• Instructions for the task: Convert every line of the records below into a JSON list of strings, one string per line, leaving out any blank lines.

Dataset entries
________________
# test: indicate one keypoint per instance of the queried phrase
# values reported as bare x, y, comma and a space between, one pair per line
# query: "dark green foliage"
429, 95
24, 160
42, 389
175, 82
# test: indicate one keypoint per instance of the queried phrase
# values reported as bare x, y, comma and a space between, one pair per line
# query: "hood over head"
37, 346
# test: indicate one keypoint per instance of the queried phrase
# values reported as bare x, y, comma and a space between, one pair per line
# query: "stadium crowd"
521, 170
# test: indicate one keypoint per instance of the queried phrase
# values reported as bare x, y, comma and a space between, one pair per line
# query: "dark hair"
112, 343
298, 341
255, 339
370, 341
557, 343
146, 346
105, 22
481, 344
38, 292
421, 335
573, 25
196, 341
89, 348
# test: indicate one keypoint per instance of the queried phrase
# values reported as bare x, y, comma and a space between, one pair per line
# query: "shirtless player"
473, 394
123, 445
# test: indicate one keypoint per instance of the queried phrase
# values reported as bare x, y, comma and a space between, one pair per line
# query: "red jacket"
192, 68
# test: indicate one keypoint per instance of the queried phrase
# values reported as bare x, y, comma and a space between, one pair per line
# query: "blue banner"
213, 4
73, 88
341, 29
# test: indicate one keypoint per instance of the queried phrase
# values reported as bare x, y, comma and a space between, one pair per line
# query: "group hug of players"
________________
• Complete output:
[
  "# test: indicate one keypoint per instance of the queried phrase",
  "# values reported as bare x, y, comma and a space between, one pair per line",
  "# query: \"dark green foliage\"",
  "429, 95",
  "24, 160",
  "42, 389",
  "175, 82",
  "# test: indicate one keypoint per instance of the queried phrase",
  "# values reported as bare x, y, comma and a space between, one pair per line",
  "# query: \"hood over head\"",
  "37, 346",
  "# test: indicate one keypoint per instance of the queried phrase",
  "# values reported as bare x, y, comma and a space between, one pair per line",
  "# query: \"stadium crowd\"",
  "521, 170",
  "# test: indicate one keypoint per instance of the queried phrase",
  "# values reported as bare x, y, comma and a space between, one pair per line",
  "# query: \"dark hair\"",
  "112, 343",
  "298, 341",
  "255, 339",
  "370, 341",
  "557, 343",
  "146, 346",
  "105, 22",
  "481, 344",
  "38, 292",
  "421, 335",
  "573, 25",
  "196, 341",
  "89, 348",
  "# test: indicate one keypoint per instance of the queried phrase",
  "# values reported as bare x, y, comma and a space between, one pair per line",
  "# query: \"shirtless player\"",
  "473, 394",
  "123, 445",
  "# test: indicate one keypoint per instance of the queried phrase",
  "# values reported as bare x, y, comma and a space between, one pair per line",
  "# query: \"red jacket\"",
  "192, 68",
  "# test: indicate one keypoint per instance of the queried phrase",
  "# values reported as bare x, y, comma and a space between, one pair per line",
  "# query: \"blue banner\"",
  "213, 4",
  "73, 88",
  "341, 29",
  "# test: indicate one keypoint per instance of the queried phrase",
  "# values reported as bare x, y, comma and a space between, one pair per line",
  "# query: \"group hug of players\""
]